● **EXERCICE COURT A**
Répondez brièvement aux questions suivantes sur l'extrait consacré au SEQE.
(i) Par quelle directive la directive 2003/87/CE a-t-elle été modifiée ?
(ii) Quels sont les deux pays les plus fermement opposés à l'inclusion de leurs compagnies aériennes dans le SEQE ?
(iii) Quel article de la Convention Climat est cité pour le principe des responsabilités communes mais différenciées ?

● **EXTRAIT PRÉSENTÉ**
---

Les Etats-Unis, le Canada, la Chine, l’Inde, certains pays du Moyen Orient et la Russie contestent fermement et énergiquement l’application du SEQE aux vols à destination et en provenance des pays hors UE. La directive 2003/87/CE, modifiée par la directive 2008/101/CE, est contestée principalement sur deux fondements :

  • le caractère unilatéral et extra-européen du dispositif, et
  • le non-respect du principe énoncé par la Convention Climat de responsabilités communes mais différenciées (common but differentiated responsibilities ou CBDR) (article 3.1).

Ce contentieux s’inscrit dans un contexte de crise économique mondiale qui rend les relations diplomatiques entre les Etats plus complexes. Ces contestations se sont concrétisées par des pressions diplomatiques et commerciales, ainsi que par des actions judiciaires. La Chine et les Etats-Unis sont les deux pays les plus fermement opposés à la mise en application de l’inclusion de leurs compagnies aériennes dans le SEQE. La Chine soumet la Commission européenne à une forte pression politique et commerciale pour qu’elle exempte les com-pagnies chinoises du SEQE au nom du non-respect du principe CBDR.

---

● **EXERCICE COURT B**
Comptez les lignes des entrées qui contiennent la chaîne « truck », en tenant compte de la casse. Donnez uniquement le nombre.

(Relevés d'annotation par points)
---

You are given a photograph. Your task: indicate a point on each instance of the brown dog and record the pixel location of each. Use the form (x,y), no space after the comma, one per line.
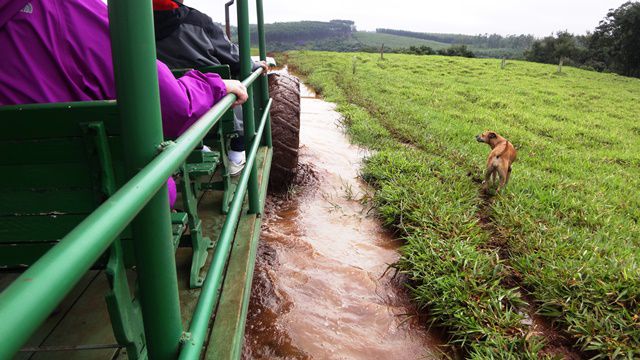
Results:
(502,155)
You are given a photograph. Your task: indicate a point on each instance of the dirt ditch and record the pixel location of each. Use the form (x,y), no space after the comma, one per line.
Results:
(321,288)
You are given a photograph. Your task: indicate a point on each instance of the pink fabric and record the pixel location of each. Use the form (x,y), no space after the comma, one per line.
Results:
(59,51)
(173,192)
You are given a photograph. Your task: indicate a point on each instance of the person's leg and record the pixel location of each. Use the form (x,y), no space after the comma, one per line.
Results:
(236,153)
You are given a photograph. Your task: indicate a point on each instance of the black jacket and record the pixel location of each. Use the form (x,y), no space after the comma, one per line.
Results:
(187,38)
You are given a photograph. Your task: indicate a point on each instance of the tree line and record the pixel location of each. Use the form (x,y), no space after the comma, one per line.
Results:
(613,46)
(481,40)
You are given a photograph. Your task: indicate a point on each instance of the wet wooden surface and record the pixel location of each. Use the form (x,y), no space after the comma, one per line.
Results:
(82,318)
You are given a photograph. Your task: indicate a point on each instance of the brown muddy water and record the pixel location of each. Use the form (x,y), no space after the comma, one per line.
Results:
(323,288)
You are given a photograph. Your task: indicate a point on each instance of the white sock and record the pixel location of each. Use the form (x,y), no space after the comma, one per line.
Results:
(236,157)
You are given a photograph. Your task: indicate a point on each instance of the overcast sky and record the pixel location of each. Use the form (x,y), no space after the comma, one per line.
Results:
(538,17)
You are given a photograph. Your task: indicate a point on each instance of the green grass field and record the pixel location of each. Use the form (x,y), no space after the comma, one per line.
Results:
(561,243)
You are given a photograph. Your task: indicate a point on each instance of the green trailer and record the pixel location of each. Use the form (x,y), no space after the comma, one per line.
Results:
(93,263)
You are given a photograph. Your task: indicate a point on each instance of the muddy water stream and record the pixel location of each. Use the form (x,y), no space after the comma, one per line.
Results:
(323,288)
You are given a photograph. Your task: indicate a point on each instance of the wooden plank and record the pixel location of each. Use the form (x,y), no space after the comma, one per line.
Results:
(52,176)
(19,256)
(87,323)
(227,334)
(57,315)
(14,256)
(31,202)
(45,121)
(69,175)
(52,151)
(37,228)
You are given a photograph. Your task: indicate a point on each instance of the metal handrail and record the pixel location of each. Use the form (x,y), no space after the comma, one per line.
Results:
(29,300)
(210,294)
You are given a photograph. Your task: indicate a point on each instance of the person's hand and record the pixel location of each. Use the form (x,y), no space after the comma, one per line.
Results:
(264,66)
(236,87)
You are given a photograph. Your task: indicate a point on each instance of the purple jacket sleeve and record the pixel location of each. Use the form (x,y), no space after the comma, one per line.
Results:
(186,99)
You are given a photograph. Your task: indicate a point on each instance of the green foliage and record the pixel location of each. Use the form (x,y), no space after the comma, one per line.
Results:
(552,49)
(493,41)
(565,231)
(302,31)
(616,41)
(613,46)
(390,41)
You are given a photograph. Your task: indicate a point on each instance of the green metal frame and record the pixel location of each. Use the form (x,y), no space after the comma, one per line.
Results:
(143,203)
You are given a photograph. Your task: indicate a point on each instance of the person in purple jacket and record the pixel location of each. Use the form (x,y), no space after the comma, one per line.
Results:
(60,51)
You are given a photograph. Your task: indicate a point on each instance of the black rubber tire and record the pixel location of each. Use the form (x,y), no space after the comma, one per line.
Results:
(284,89)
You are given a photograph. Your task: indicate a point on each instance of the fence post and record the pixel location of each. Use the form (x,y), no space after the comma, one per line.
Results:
(136,75)
(244,38)
(264,82)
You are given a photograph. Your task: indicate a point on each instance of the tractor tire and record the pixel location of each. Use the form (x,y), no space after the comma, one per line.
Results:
(284,89)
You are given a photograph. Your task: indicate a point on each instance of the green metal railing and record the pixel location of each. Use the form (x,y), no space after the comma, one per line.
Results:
(142,201)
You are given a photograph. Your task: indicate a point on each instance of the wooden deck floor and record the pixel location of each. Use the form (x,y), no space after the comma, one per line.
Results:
(80,328)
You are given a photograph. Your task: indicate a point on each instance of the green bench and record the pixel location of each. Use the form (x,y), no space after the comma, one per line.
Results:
(61,161)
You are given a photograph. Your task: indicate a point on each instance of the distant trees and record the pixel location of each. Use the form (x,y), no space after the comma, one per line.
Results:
(616,41)
(613,46)
(494,41)
(456,50)
(301,31)
(552,49)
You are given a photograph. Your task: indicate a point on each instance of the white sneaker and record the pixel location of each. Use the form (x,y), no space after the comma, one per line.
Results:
(237,157)
(235,169)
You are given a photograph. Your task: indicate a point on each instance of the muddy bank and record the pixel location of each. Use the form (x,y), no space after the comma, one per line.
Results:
(323,288)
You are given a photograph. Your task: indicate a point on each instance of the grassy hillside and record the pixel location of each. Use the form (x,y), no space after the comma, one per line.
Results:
(559,246)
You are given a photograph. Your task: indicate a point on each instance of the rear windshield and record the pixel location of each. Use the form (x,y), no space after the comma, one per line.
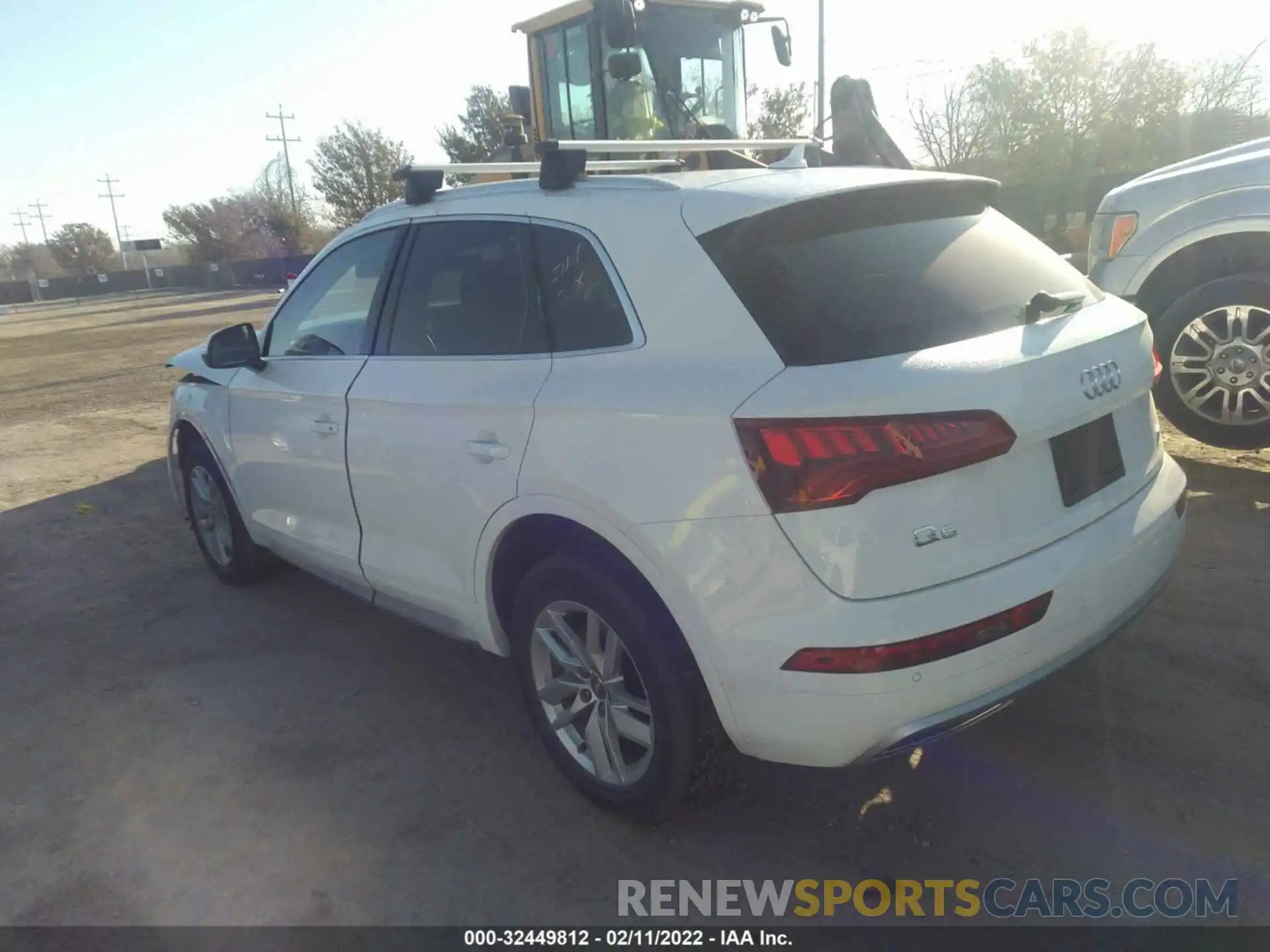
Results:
(867,274)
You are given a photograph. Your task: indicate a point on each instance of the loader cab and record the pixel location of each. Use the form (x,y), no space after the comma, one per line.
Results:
(643,69)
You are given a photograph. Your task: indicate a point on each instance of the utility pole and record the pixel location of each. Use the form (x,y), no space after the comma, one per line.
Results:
(40,214)
(22,223)
(110,193)
(286,153)
(820,73)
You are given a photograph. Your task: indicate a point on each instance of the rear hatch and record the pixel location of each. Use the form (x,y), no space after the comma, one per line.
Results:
(929,423)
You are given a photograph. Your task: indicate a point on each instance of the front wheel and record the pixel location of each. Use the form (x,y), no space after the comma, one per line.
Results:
(613,691)
(1214,344)
(222,539)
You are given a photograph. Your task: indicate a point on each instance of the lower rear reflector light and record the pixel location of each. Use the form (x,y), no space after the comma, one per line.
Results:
(813,463)
(931,648)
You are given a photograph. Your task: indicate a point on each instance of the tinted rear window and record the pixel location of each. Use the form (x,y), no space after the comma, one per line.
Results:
(864,274)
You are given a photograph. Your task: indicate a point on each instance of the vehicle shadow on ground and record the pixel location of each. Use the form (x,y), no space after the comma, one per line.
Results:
(286,753)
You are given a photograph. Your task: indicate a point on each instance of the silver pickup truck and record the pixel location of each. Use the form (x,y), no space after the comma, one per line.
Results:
(1191,245)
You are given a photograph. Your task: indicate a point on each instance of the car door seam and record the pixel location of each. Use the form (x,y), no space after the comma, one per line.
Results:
(349,474)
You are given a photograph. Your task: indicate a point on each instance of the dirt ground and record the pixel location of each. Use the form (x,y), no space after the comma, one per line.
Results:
(177,752)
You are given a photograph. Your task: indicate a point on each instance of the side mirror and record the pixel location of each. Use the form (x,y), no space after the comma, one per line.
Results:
(618,22)
(783,45)
(234,347)
(523,102)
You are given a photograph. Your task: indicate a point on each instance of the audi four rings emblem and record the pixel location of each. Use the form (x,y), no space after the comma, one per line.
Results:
(1100,380)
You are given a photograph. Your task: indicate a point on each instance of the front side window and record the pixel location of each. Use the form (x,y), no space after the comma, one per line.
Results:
(465,294)
(327,313)
(567,65)
(579,301)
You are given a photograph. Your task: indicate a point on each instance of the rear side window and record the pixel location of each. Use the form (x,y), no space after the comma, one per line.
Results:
(864,274)
(579,300)
(465,292)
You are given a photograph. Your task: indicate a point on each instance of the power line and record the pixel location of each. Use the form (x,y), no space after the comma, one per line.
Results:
(110,193)
(22,223)
(40,214)
(286,154)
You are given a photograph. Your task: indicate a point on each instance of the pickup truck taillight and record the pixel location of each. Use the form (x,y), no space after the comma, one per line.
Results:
(814,463)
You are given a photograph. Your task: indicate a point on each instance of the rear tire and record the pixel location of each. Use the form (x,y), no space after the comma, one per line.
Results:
(656,695)
(222,537)
(1209,311)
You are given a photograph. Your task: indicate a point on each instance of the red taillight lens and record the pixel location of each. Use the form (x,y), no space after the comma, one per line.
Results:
(813,463)
(933,648)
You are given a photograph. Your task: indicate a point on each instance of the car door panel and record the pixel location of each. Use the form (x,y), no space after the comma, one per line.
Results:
(287,430)
(433,450)
(288,420)
(439,423)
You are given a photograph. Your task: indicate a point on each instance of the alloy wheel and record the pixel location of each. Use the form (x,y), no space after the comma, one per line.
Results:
(592,694)
(211,516)
(1220,365)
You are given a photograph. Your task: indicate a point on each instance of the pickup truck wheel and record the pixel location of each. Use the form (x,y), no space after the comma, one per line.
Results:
(614,696)
(1214,344)
(218,526)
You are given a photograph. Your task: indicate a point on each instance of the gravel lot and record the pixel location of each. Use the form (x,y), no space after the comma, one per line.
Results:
(177,752)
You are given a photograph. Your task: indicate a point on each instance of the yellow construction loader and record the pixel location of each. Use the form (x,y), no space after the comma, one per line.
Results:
(666,70)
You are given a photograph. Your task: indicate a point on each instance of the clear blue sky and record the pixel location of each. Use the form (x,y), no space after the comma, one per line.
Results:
(171,98)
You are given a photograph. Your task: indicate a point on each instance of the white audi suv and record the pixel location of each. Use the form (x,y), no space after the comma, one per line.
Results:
(818,462)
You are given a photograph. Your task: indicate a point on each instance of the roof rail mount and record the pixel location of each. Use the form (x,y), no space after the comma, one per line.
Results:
(566,161)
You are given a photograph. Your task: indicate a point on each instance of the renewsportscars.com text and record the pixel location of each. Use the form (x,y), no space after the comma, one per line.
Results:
(1001,898)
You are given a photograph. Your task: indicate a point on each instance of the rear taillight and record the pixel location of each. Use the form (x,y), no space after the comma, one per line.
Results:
(931,648)
(812,463)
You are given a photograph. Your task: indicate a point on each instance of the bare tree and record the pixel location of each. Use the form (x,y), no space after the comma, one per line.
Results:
(292,225)
(952,132)
(81,248)
(784,112)
(353,171)
(225,229)
(1072,106)
(1234,85)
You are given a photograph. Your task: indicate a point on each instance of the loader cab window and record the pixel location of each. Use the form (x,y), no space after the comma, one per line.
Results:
(566,56)
(694,74)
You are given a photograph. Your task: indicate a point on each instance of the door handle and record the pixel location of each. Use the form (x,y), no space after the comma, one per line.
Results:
(488,451)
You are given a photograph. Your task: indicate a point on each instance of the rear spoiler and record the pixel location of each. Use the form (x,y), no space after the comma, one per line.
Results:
(869,207)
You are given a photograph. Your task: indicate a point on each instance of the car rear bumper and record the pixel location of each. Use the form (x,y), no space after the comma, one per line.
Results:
(1101,576)
(968,714)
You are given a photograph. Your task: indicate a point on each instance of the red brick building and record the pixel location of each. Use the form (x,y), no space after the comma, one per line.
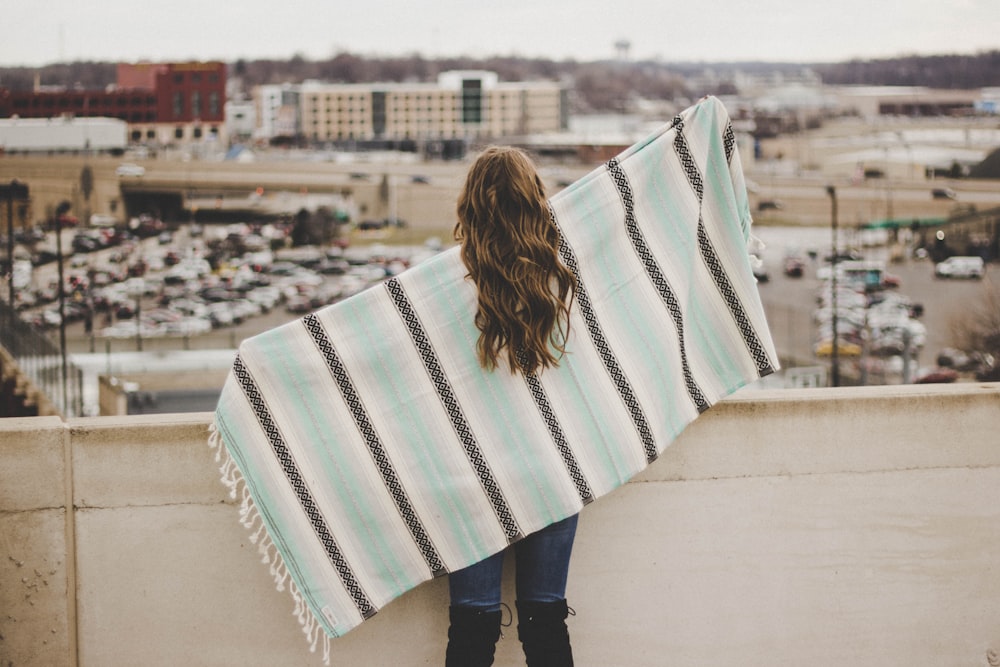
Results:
(163,103)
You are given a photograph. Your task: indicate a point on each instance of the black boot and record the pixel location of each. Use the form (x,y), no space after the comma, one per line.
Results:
(542,630)
(472,637)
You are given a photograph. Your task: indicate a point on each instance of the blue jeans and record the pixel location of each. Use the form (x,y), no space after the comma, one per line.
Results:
(542,566)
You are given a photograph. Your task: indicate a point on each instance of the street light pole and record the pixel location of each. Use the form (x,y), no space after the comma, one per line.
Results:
(13,190)
(835,348)
(62,311)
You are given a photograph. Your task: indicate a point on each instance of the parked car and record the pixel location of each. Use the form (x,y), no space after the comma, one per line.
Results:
(960,267)
(130,170)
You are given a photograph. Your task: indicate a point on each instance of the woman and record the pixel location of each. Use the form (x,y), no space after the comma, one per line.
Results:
(510,248)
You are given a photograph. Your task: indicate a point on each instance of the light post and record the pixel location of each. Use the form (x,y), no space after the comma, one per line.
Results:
(62,307)
(13,190)
(135,287)
(834,347)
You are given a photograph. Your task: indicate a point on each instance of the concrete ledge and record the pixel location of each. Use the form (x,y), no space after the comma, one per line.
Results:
(819,527)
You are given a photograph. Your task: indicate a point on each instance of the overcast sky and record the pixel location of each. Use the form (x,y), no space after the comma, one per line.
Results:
(669,30)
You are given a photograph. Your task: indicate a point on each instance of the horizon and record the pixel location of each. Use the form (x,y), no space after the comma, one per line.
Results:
(437,58)
(719,31)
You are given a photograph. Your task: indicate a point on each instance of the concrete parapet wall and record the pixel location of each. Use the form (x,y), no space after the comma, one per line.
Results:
(808,527)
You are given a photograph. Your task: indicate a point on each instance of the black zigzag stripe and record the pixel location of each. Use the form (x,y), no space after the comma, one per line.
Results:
(660,282)
(302,492)
(750,337)
(451,405)
(558,437)
(611,365)
(711,258)
(729,141)
(375,445)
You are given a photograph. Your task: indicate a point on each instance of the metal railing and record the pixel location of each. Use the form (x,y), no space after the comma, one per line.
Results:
(42,362)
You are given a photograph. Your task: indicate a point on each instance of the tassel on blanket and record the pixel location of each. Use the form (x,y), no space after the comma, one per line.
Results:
(249,517)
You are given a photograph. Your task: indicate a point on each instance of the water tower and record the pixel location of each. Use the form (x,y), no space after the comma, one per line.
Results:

---

● **CORRIGÉ DÉTAILLÉ A**
(i) La directive 2008/101/CE.
(ii) La Chine et les Etats-Unis.
(iii) L'article 3.1.

● **CORRIGÉ DÉTAILLÉ B**
3